Required work = Repeat the full listing, word for word.
####################
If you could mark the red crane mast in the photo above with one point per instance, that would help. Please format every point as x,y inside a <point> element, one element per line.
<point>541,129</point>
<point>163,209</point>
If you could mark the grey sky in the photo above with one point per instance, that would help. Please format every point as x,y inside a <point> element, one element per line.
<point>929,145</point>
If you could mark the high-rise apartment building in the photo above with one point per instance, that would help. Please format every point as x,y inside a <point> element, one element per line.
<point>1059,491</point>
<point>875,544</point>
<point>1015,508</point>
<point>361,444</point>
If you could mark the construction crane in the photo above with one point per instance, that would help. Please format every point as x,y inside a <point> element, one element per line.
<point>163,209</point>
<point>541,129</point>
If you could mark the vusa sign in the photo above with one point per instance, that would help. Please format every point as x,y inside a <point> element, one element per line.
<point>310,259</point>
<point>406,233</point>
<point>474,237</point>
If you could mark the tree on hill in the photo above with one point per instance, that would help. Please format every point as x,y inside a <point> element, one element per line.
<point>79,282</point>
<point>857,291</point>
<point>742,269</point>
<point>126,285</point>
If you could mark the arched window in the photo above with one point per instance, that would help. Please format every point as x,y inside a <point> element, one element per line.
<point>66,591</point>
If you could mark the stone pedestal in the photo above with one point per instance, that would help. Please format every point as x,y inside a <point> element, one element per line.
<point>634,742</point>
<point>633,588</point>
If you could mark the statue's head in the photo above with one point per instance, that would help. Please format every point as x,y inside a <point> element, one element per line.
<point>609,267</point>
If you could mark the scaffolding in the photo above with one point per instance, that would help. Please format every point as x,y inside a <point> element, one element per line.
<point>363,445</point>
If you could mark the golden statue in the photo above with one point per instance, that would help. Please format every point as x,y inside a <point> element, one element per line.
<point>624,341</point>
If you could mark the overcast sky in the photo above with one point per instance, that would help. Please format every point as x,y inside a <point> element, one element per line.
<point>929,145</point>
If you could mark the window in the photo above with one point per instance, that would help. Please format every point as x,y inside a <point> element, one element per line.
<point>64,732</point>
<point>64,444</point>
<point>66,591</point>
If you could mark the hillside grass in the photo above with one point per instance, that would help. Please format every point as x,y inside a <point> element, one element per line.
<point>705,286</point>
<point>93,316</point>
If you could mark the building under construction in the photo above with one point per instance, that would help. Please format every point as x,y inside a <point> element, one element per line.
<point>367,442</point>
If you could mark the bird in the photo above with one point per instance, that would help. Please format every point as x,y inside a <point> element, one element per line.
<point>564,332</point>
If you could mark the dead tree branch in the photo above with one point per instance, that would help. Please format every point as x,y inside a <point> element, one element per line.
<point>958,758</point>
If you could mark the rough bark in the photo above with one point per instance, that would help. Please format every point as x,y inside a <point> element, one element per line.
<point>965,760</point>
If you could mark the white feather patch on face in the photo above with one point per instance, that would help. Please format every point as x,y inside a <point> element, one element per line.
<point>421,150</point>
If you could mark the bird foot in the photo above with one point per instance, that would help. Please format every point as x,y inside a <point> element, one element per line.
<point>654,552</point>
####################
Exercise solution =
If you could mark the red crane mast in the photo above with one point per instance, that would help. Please format every point as x,y inside a <point> element, one element per line.
<point>541,129</point>
<point>163,209</point>
If you could mark the grey sky in the photo above with one point per instance, that would help. Please format every point as x,y inside a <point> element, one element per line.
<point>929,145</point>
If you could mark the high-rise apartment building in the photo above with one point per instance, that would help. Please format every point as x,y inside a <point> element, one element per line.
<point>1059,491</point>
<point>875,544</point>
<point>1015,508</point>
<point>361,444</point>
If you could mark the construction crane in the photo above with one point per instance, that would help. Please format every point as x,y inside a <point> element, one element per line.
<point>163,209</point>
<point>541,129</point>
If you could mark the vusa sign in the photo above with one point per instance, that would help. Please format every point as x,y inside a <point> element, one element per line.
<point>310,259</point>
<point>406,233</point>
<point>474,237</point>
If you could mark the tree on hill in the photo above with one point per instance, that would help. Please format every point as x,y inside a <point> element, one element per line.
<point>79,282</point>
<point>857,291</point>
<point>742,269</point>
<point>126,285</point>
If you could mark the arched window in the photo above with one point per instance, that would help. Please format every point as x,y inside a <point> element, one element per line.
<point>66,591</point>
If you could mark the stone pedestal in the photo above with one point per instance, that would help. Please format every point as x,y inside a <point> element, one element per line.
<point>634,742</point>
<point>633,588</point>
If you could mark the statue's head in the photo above with one point per instance, that would help. Please format every point as x,y inside a <point> element, one element per line.
<point>609,267</point>
If you could mark the scaffolding in the photo above with one point per instance, that would help. Please format every point as x,y inside a <point> element, one element per line.
<point>363,445</point>
If you could mark the golden statue in the photo above with one point per instance, that would help. Please format every point as x,y inside a <point> element, one element per line.
<point>624,341</point>
If you could mark the overcast sky in the photo above with one point per instance, that would help. Please format every point as x,y inside a <point> element, one element per line.
<point>929,145</point>
If you could mark the window in the photo above with one point per instance, that would help. Please format every point as x,y inside a <point> element, one element per line.
<point>64,732</point>
<point>64,444</point>
<point>66,591</point>
If you could mark the hillside grass in the photo above with one point per instance, that would help. Please format every point as x,y inside a <point> element, one element per line.
<point>705,286</point>
<point>93,316</point>
If you could mark the building under construction in the photo above with one point per instance, that would help. Please format every point as x,y inside a <point> element, one element per line.
<point>367,442</point>
If you could mark the bird in the photo above with one point per instance, that would help. Please format every point as x,y inside a <point> element, one element per line.
<point>564,332</point>
If you could mark the dead tree branch in the photo above with one point per instance, that would help. Please format every point as x,y inside a <point> element, one element per line.
<point>958,758</point>
If you could mark the rough bark in the photo above with one point per instance, that would help. Please format every point as x,y inside a <point> element, one element per line.
<point>965,760</point>
If you could mark the white feather patch on face in the photo above with one point per instance, that would help. Please format every point as x,y inside a <point> element, one element per line.
<point>421,150</point>
If you could mark the bird foot in the photo above with one point per instance, that would help. Please format every point as x,y inside a <point> element, one element per line.
<point>654,552</point>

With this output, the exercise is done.